> **TASK**: Update the data from the first line through the line containing "1010 521 L 977", replacing every "flying butterfly" with "butterfly in flight" and changing nothing else. Give back only those lines.

> **MATERIAL PROVIDED**:
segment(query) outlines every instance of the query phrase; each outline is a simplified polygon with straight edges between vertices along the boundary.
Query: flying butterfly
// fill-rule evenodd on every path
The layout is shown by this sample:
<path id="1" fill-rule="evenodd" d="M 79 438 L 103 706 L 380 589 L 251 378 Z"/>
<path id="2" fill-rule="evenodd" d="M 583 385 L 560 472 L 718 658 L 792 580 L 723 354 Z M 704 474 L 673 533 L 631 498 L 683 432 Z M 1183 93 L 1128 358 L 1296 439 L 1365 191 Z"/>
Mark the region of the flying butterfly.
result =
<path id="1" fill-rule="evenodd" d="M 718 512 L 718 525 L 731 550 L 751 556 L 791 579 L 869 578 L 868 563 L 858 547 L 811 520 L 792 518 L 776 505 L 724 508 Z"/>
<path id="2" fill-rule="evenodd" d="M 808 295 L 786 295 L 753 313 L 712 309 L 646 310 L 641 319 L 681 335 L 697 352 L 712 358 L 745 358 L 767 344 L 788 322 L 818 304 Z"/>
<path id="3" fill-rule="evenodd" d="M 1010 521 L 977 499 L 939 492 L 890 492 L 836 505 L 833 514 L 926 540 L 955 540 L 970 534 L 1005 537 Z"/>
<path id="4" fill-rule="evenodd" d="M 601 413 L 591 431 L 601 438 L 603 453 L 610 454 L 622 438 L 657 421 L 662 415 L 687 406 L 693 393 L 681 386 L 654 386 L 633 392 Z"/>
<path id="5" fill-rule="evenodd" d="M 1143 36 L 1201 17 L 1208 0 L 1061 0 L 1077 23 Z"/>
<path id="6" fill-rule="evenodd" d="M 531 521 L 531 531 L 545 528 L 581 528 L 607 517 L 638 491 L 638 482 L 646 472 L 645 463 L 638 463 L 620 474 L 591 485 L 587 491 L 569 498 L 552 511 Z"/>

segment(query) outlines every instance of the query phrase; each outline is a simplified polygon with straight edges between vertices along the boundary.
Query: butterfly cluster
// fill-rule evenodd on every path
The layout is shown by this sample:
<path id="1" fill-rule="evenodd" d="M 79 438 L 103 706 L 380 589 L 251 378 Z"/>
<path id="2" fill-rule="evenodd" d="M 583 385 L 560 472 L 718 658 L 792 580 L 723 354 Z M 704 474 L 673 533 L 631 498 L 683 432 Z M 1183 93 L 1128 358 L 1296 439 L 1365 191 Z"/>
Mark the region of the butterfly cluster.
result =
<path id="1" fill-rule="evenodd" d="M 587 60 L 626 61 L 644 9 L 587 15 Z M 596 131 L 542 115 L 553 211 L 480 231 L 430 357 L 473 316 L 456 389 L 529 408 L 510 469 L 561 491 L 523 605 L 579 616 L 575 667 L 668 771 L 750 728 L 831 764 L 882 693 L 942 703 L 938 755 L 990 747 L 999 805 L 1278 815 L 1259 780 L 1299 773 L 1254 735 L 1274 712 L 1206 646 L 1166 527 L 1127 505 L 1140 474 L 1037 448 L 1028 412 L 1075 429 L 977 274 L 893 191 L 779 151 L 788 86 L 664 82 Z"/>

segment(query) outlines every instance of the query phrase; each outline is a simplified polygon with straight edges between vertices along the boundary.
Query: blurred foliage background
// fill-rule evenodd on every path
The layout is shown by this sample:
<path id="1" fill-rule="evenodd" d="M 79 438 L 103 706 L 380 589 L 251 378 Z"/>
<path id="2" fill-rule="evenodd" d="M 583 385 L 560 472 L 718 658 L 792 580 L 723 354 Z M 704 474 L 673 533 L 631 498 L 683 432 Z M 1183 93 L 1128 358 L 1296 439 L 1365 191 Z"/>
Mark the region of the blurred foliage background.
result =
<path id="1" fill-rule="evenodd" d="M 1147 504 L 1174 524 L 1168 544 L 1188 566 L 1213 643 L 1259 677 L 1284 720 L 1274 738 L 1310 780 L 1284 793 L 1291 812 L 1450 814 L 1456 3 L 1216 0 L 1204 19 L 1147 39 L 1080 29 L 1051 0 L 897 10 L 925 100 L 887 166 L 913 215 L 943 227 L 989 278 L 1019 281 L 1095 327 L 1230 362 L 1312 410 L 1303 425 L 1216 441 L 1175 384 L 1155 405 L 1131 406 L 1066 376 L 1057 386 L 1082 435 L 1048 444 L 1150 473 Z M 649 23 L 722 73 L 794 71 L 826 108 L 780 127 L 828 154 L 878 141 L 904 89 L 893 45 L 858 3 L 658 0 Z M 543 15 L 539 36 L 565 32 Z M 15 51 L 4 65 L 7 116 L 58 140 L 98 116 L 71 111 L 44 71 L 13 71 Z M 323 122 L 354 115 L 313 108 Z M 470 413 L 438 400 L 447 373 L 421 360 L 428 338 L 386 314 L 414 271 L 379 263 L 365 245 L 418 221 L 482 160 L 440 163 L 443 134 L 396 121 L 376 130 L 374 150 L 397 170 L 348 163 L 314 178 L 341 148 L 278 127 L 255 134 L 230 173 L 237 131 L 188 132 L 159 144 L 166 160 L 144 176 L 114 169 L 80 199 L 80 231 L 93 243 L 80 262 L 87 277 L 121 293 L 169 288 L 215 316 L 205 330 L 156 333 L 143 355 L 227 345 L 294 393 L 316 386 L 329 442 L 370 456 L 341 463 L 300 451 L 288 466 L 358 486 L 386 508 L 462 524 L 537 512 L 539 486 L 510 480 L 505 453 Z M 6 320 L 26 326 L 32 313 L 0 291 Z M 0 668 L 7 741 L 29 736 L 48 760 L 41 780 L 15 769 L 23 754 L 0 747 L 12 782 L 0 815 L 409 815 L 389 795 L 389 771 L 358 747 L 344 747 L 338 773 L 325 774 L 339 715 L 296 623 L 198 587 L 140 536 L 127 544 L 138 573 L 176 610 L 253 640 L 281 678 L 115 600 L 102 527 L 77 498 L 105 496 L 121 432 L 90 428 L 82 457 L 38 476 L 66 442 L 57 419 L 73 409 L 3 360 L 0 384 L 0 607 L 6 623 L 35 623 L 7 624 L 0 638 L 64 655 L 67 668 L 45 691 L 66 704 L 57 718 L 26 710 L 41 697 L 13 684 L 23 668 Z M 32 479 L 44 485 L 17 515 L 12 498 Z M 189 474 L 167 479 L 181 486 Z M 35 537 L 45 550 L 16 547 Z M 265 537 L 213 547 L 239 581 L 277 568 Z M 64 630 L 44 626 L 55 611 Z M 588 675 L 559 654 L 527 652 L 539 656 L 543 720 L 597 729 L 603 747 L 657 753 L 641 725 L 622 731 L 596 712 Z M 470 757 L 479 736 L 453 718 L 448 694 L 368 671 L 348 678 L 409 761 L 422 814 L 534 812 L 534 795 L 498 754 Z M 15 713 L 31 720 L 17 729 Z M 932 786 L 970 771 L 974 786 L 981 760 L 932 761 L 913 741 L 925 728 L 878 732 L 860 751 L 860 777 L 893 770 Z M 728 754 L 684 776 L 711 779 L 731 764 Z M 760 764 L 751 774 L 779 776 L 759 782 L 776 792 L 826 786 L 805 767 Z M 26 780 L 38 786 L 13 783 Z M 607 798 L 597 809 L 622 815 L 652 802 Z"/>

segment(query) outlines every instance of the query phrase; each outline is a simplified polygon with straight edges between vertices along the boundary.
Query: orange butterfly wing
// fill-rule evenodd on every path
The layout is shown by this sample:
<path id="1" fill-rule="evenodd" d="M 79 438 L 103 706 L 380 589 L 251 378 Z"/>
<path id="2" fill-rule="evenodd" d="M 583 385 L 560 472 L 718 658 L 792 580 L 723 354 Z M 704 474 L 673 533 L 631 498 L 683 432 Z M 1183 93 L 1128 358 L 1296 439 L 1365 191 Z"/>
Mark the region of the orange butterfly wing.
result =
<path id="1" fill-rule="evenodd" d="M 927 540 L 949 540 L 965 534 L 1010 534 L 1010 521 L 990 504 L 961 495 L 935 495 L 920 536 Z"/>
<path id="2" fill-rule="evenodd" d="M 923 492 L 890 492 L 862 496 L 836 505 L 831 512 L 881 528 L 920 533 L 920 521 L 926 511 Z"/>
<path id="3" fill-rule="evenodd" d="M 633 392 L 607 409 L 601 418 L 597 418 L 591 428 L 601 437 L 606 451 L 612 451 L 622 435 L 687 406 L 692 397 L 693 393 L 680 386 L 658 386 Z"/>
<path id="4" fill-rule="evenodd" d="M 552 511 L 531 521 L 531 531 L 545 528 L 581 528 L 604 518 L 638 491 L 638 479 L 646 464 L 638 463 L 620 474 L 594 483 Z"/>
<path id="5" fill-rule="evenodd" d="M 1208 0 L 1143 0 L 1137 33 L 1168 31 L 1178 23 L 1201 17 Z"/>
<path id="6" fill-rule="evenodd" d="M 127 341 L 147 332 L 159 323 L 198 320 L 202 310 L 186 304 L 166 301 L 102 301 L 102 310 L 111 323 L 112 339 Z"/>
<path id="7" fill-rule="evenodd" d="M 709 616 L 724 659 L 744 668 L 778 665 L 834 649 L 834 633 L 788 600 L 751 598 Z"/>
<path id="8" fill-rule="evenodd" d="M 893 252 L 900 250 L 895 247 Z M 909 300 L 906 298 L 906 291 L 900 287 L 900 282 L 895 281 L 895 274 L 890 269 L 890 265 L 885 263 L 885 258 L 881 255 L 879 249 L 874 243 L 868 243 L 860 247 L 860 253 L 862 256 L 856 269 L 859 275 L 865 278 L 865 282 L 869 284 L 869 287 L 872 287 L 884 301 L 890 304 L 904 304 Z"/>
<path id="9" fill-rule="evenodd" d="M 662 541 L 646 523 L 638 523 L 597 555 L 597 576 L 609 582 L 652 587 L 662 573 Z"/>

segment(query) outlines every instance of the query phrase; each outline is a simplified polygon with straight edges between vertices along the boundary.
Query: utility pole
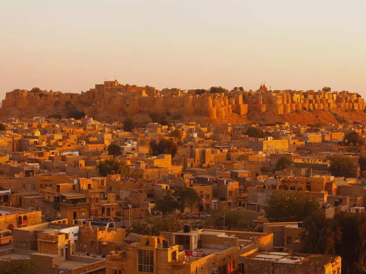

> **ANSWER TO THIS EXERCISE**:
segment(query) outlines every instance of the query phrase; each outline is a simplified polygon with straight edges between vertices along the boundary.
Query: butterfly in flight
// fill-rule evenodd on every path
The layout is shown by this sample:
<path id="1" fill-rule="evenodd" d="M 79 438 L 103 706 L 380 589 L 251 378 Z"/>
<path id="2" fill-rule="evenodd" d="M 583 385 L 560 472 L 718 658 L 792 580 L 723 354 Z M 704 474 L 673 533 L 631 498 L 683 432 Z M 1183 93 L 1128 358 L 1296 439 L 1365 191 Z"/>
Mark the region of the butterfly in flight.
result =
<path id="1" fill-rule="evenodd" d="M 718 512 L 718 525 L 731 550 L 751 556 L 791 579 L 869 578 L 868 563 L 858 547 L 811 520 L 792 518 L 776 505 L 724 508 Z"/>
<path id="2" fill-rule="evenodd" d="M 808 295 L 786 295 L 753 313 L 712 309 L 646 310 L 641 319 L 681 335 L 697 352 L 712 358 L 745 358 L 767 344 L 788 322 L 818 304 Z"/>
<path id="3" fill-rule="evenodd" d="M 1010 521 L 977 499 L 939 492 L 890 492 L 836 505 L 833 514 L 926 540 L 955 540 L 970 534 L 1005 537 Z"/>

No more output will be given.